选段:
▼
In [3]:
import pandas as pd
import json
from pathlib import Path
from typing import Dict

def load_standard_mapping(config_path: Path) -> Dict[str, str]:
    """从配置文件构建 L3代码 到 L2标准名称 的映射表"""
    with open(config_path, 'r', encoding='utf-8') as f:
        config = json.load(f)
    
    # 提取映射: { "LEV3_FIT": "Electricity – market-based instruments", ... }
    return {
        l3_code: info["L2"] 
        for l3_code, info in config.get("level_mapping", {}).items() 
        if info.get("L2")
    }

def calculate_policy_metrics(input_path: Path, config_path: Path, output_dir: Path) -> None:
    """
    计算政策广度和强度，并强制使用 Config 标准名称输出宽表。
    
    Args:
        input_path (Path): 输入 CSV 路径。
        config_path (Path): 配置文件路径。
        output_dir (Path): 输出目录。
    """
    df = pd.read_csv(input_path)
    l3_to_l2_std = load_standard_mapping(config_path)

    # 1. 标准化 L2 名称 (关键步骤：确保与 JSON 严丝合缝)
    df['CLIM_ACT_POL_L2'] = df['CLIM_ACT_POL_L3'].map(l3_to_l2_std)
    df = df.dropna(subset=['CLIM_ACT_POL_L2']) # 剔除未定义映射的脏数据

    # 2. 数据清洗: N (不显著) 归零
    df.loc[df['OBS_STATUS'] == 'N', 'OBS_VALUE'] = 0

    # 3. 聚合计算
    grouped = df.groupby(['REF_AREA', 'TIME_PERIOD', 'CLIM_ACT_POL_L2'])
    stats = grouped.agg(
        Implemented_Count=('OBS_VALUE', lambda x: (x > 0).sum()),
        Sum_Stringency=('OBS_VALUE', 'sum'),
        Valid_L3_Count=('CLIM_ACT_POL_L3', 'nunique')
    ).reset_index()
▲
操作说明:
1 – 在选段的代码里，聚合计算前按哪几个列进行分组？
2 – 请从这段政策指标计算代码的最后一行之后往下续写。

数据条目:
▼
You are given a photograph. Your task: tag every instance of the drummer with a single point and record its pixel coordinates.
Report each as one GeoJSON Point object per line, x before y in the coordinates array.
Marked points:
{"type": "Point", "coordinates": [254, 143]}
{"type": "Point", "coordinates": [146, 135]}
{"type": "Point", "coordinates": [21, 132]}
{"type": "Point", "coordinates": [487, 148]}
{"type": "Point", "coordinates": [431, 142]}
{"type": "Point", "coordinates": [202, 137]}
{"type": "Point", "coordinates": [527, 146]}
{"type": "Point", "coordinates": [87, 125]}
▲
参考答案:
1 – 按 REF_AREA、TIME_PERIOD 和 CLIM_ACT_POL_L2 这三列分组。

2 –
    # 4. 指标生成
    stats['Breadth'] = stats['Implemented_Count'] / stats['Valid_L3_Count']
    stats['Intensity'] = stats['Sum_Stringency'] / stats['Valid_L3_Count']

    # 5. 格式化输出 (宽表 + 清洗年份)
    for metric in ['Breadth', 'Intensity']:
        pivot_df = stats.pivot(
            index=['REF_AREA', 'TIME_PERIOD'], 
            columns='CLIM_ACT_POL_L2', 
            values=metric
        ).fillna(0).reset_index()

        # 确保年份为整型
        pivot_df = pivot_df[pd.to_numeric(pivot_df['TIME_PERIOD'], errors='coerce').notna()]
        pivot_df['TIME_PERIOD'] = pivot_df['TIME_PERIOD'].astype(int)

        out_path = output_dir / f"2-1-country_{metric.lower()}.parquet"
        pivot_df.to_parquet(out_path, index=False)
        print(f"[{metric}] Saved to: {out_path.name} (Shape: {pivot_df.shape})")

if __name__ == "__main__":
    base_dir = Path.cwd().parent
    data_dir = base_dir / "data"
    
    calculate_policy_metrics(
        input_path=data_dir / "1-2-L2_L3_pairs_selected.csv",
        config_path=data_dir / "config_mappings.json",
        output_dir=data_dir
    )

[Breadth] Saved to: 2-1-country_breadth.parquet (Shape: (1666, 17))
[Intensity] Saved to: 2-1-country_intensity.parquet (Shape: (1666, 17))